DATA EXTRACTS section start
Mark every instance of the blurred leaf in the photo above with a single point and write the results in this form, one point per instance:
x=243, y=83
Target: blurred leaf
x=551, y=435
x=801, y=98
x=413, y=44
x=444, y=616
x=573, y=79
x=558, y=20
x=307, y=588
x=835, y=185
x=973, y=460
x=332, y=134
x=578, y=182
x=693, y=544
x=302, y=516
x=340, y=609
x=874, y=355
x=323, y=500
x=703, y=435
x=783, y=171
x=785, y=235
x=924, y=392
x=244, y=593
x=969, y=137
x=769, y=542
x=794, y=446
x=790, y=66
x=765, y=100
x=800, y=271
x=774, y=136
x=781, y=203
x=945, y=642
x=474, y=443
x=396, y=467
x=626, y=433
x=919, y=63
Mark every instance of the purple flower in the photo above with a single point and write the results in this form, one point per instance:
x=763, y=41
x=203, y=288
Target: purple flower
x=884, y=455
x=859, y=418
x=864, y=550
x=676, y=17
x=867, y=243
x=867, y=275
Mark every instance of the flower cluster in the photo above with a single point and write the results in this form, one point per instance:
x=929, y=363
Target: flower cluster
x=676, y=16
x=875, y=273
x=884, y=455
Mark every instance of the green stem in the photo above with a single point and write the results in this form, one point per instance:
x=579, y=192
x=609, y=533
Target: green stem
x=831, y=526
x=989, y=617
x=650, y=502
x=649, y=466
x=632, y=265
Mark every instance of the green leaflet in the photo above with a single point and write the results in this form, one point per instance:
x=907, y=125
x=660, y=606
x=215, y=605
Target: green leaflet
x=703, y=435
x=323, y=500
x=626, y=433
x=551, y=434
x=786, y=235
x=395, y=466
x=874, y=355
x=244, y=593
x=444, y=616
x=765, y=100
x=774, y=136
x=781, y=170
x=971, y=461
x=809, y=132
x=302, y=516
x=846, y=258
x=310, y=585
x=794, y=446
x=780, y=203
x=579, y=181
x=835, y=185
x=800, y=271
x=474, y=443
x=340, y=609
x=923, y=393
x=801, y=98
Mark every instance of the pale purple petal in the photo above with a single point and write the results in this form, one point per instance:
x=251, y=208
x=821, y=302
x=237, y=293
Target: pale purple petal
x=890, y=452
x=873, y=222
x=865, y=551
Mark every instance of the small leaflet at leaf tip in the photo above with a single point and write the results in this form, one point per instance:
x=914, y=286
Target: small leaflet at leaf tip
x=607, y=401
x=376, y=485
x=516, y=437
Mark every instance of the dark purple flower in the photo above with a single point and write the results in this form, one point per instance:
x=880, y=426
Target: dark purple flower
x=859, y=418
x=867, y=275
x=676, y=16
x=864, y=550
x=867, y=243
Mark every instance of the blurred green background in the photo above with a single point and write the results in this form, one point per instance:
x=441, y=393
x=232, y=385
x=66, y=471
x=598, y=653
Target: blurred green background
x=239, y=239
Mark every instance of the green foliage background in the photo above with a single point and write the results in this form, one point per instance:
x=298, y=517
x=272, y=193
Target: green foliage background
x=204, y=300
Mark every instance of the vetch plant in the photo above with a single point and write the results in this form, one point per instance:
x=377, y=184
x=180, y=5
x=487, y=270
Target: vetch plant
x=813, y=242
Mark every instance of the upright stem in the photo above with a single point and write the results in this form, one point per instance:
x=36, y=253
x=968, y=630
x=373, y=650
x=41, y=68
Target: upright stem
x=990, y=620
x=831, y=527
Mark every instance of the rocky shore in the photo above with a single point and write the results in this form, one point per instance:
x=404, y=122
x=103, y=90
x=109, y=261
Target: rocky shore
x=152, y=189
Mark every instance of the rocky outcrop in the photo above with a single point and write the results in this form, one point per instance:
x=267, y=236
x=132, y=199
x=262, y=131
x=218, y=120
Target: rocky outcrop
DATA EXTRACTS section end
Return each full line of the entries that contains the word "outcrop".

Mark every instance of the rocky outcrop in the photo above with a single point and write the results in this form, one point per instance:
Target: rocky outcrop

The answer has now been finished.